■ **引用本文**:
----------
1953年に国王ノロドム・シハヌークの元でカンボジアが独立すると、クメール・ルージュは反政府闘争を開始した。1960年代、ベトナム戦争により国内は不安定となったものの、シハヌーク政権時代には爆撃・内戦は局地的に留まり、食糧は輸出するほど豊富で大量の難民も発生していなかった。この時期のクメール・ルージュはまだ弱小勢力だった。1967年4月にはバタンバン州のサムロートで、政府による余剰米強制的安値買い付けに反対する農民と地元政府の間で衝突が起こった[2][3]。1965年頃からカンボジアの余剰米の少なくとも4分の1余りが北ベトナムとベトコンに買い上げられていたが、その買い付け値は政府によるものよりも高かった[4]。サムロート周辺の掃討作戦は数ヶ月間続き、左右の衝突が増えて政情は不安定になった。
1970年、アメリカのニクソン政権に支持されたロン・ノルのクーデターで王政が廃された直後、アメリカ軍と南ベトナム軍がホーチミンルートの南ベトナム解放民族戦線を追撃するためカンボジア領内に侵攻。さらにこれまで局地的であったアメリカ軍の空爆は人口密集地域を含むカンボジア全域に拡大され、空爆開始から一年半の間に200万人が国内避難民化した[5]。特に東部は人口が集中する都市部なども重点的に爆撃を受けた[6]。この事態を受けてシハヌークは亡命先の北京でカンプチア王国民族連合政府を結成、中国共産党の後押しで反ロン・ノル諸派の統一戦線を呼びかけた。1970年3月末にはコンポンチャムでシハヌーク支持者による暴動が起きたが、武力鎮圧された。当時の州知事によればこの地域だけで2-3万人の農民が共産主義に感化された[7]。その他タケオ・スヴァイリエン、カンダルなど各州の州都で同様の蜂起が起こるも、武力で鎮圧された。
----------
■ **課題**:
a) 引用本文に登場する人名をすべて、重複なく挙げてください。
b) 引用本文のうち、「1970年、アメリカのニクソ」で始まり「起こるも、武力で鎮圧された。」に至るまでの部分を、一字一句変えずに繰り返してください。
c) カンボジア情勢を扱う引用本文の最後の文の後を引き取り、続きを書き進めてください。
データ一覧はこの作業には一切関係しません。
----------
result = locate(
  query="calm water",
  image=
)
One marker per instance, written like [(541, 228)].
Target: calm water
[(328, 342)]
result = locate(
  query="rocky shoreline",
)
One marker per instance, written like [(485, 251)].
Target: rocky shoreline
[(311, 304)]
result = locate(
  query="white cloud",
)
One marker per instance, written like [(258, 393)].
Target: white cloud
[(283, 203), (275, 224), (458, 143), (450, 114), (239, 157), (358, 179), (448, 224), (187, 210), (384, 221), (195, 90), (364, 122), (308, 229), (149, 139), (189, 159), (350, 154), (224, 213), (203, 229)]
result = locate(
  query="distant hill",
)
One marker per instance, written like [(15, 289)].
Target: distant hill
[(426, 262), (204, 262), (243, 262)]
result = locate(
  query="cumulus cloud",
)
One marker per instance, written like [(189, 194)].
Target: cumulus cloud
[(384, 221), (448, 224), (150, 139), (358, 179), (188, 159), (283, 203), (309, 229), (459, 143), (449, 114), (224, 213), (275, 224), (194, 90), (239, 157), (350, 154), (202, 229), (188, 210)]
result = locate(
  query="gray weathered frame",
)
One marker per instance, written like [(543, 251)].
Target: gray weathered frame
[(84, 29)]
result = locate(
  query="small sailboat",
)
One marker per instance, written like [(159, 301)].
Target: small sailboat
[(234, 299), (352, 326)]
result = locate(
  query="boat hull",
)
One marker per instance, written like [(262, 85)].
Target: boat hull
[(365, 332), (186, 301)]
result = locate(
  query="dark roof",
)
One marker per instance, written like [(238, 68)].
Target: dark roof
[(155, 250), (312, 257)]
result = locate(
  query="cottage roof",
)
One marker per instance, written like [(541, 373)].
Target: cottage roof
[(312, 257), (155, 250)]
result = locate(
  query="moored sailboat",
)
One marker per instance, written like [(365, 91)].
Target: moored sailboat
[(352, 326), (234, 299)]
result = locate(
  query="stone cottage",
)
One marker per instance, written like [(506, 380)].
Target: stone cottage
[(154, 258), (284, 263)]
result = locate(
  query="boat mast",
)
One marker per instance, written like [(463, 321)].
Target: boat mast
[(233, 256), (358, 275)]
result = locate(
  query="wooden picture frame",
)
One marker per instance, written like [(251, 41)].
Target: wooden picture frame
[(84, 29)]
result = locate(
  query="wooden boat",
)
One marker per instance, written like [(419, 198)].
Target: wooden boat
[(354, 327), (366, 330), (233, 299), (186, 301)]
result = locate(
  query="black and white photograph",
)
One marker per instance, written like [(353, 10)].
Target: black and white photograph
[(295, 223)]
----------
■ **課題の解答**:
a) ノロドム・シハヌーク、ニクソン、ロン・ノル

b)
1970年、アメリカのニクソン政権に支持されたロン・ノルのクーデターで王政が廃された直後、アメリカ軍と南ベトナム軍がホーチミンルートの南ベトナム解放民族戦線を追撃するためカンボジア領内に侵攻。さらにこれまで局地的であったアメリカ軍の空爆は人口密集地域を含むカンボジア全域に拡大され、空爆開始から一年半の間に200万人が国内避難民化した[5]。特に東部は人口が集中する都市部なども重点的に爆撃を受けた[6]。この事態を受けてシハヌークは亡命先の北京でカンプチア王国民族連合政府を結成、中国共産党の後押しで反ロン・ノル諸派の統一戦線を呼びかけた。1970年3月末にはコンポンチャムでシハヌーク支持者による暴動が起きたが、武力鎮圧された。当時の州知事によればこの地域だけで2-3万人の農民が共産主義に感化された[7]。その他タケオ・スヴァイリエン、カンダルなど各州の州都で同様の蜂起が起こるも、武力で鎮圧された。

c)
1973年1月にパリでベトナム和平協定が調印され、アメリカ軍がベトナムから撤退する。
クメール・ルージュが勢力を伸張させてカンボジア内戦に勝利した背景には、腐敗したロン・ノル政権により追放されたシハヌークがクメール・ルージュ側に味方したことで国王を慕う尊王的な農民層がクメール・ルージュを支持するようになったこと、当時ウィリアム・ウェストモーランド将軍率いるアメリカ軍による爆撃(投下総量は第二次世界大戦で日本に投下したものの3倍)で数十万の農民や農業インフラが犠牲になりカンボジアの田園風景が一面焦土と化したことへの反米感情が挙げられている。1969年のカンボジアの食糧生産は耕作面積249万ヘクタールを有し米23万トンを輸出していたが、耕作面積が5万ヘクタールに激減した1974年には28万2000トンの米を輸入し、米価は1971年の10リアルから1975年の340リアルにまで急騰した[8]。1971年アメリカ会計監査院の視察団はカンボジアの深刻な食糧不足を報告している[9]。こうした状況のなか、都市部はアメリカからの食糧援助で食いつなぐことができたが、援助の行き渡らない農村部では大規模な飢餓の危機が進行しつつあった。
クメール・ルージュは、民主カンプチアの指導者となったサロット・サル(ポル・ポト)の理想実現とその独裁体制や大量虐殺行為を支えた。ベトナム軍の侵攻による民主カンプチアの崩壊後、国際連合で中国とアメリカや日本[10]などから支持を得て亡命政府を樹立し、カンプチア人民共和国に対して地下活動で戦闘を行った。東西冷戦終結後、ベトナム軍がカンボジアから撤退したのちに国連の監視下で行われた選挙も拒否した。シハヌークによる王政復古後もカンボジアの辺境で孤立し続けたが、クメール・ルージュの残党は最終的に王国政府に投降した。カンボジア政府と国連が協力するカンボジア特別法廷が開かれ、ポル・ポトとその一派は人道に対する罪で裁かれることとなった。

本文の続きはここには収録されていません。